D'après le texte sur le Beaufortain, combien de voûtes compte le barrage du lac de la Girotte ?

▶ TEXTE SOURCE:
· · · · · · ·

Les performances de l’ensemble de la chaîne ont été amplifiées grâce aux travaux entrepris au niveau du lac de la Girotte dès les origines. La méthode la plus simple a consisté à la « mise en perce » de cette réserve naturelle de 30 millions de m3 (1903) à 17 mètres sous le niveau de la nappe puis à moins 45 mètres en 1923 et à moins 80 mètres en 1927. Ensuite est venue l’idée d’accroître les réserves disponibles par des captages en provenance de Plan Jovet, près du col du Bonhomme (1925) et sous le glacier de Tré-la-Tête, dans le massif du Mont-Blanc (1943)[18]. Mais seule la construction d’un barrage était de nature à augmenter très significativement les réserves disponibles. Les grands travaux, commencés en plein conflit mondial (1942) n’ont été terminés sous la conduite d'Albert Caquot qu’en 1949 par l’EDF : la capacité du réservoir à la cote 1753 atteint ainsi près de 50 millions de m3[19]. La forme du barrage, haut de 50 mètres, est, dans son ensemble, concave vers l'aval pour s'adapter à la forme du seuil rocheux. En compensation, chacune des 18 voûtes permet une bonne résistance à la poussée grâce à une double convexité amont, à la fois latérale et dans le sens de la hauteur. À l'énergie produite par la centrale de Belleville située à son pied, il faut ajouter celle de la centrale de la Girotte qui turbine depuis 1962 au niveau du lac sous 182 mètres de chute les eaux provenant des adductions d'amont, dont Tré-la-Tête[20].
Activités
Économie
L'agriculture de montagne se développe sur les versants du massif du Beaufortain. La filière laitière permet la fabrication de 4 900 t de beaufort (AOC/AOP)[21]. La coopérative laitière de Beaufort réalise la production de 30 500 meules par an, en 2015[22]. Son chiffre d'affaires est estimé à 14,7 millions d’euros, en 2015[22].
Le tourisme et des sports d'hiver se développent depuis le début du XXe siècle dans le massif. La capacité d'accueil, par des infrastructures marchandes et non marchandes, pour les quatre communes, est estimée à un peu plus de 33 200 lits, en 2016[24]. La capacité strictement touristiques (marchands) est estimée à environ 8 200 lits[24].
Sport et tourisme
Sports d'hiver
Le Beaufortain possède trois espaces permettant la pratique des sports d'hiver : Arêches, situé sur la commune de Beaufort, Les Saisies, sur les communes d'Hauteluce et de Villard-sur-Doron, relié au grand domaine skiable de Espace Diamant et pour Hauteluce un versant du domaine des Les Contamines.
Chapelle des Curtillets, dédiée aux saintes Brigitte et Marguerite (Beaufort, avant le XIVe siècle), une des plus anciennes du Beaufortain avec un clocher à bulbe, restaurée de 2008 à 2012[28]
Chapelle du Praz, dédiée à sainte Barbe[29] (fermée)
Chapelle de Roselend (1960), en remplacement d'une ancienne chapelle peut être du XIIIe siècle. (fermée)

· · · · · · ·

▶ LIGNES DE DONNÉES:

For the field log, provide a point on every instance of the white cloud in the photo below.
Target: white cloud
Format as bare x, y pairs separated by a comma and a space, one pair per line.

· · · · · · ·

▶ RÉSULTAT OBTENU: Le barrage compte 18 voûtes.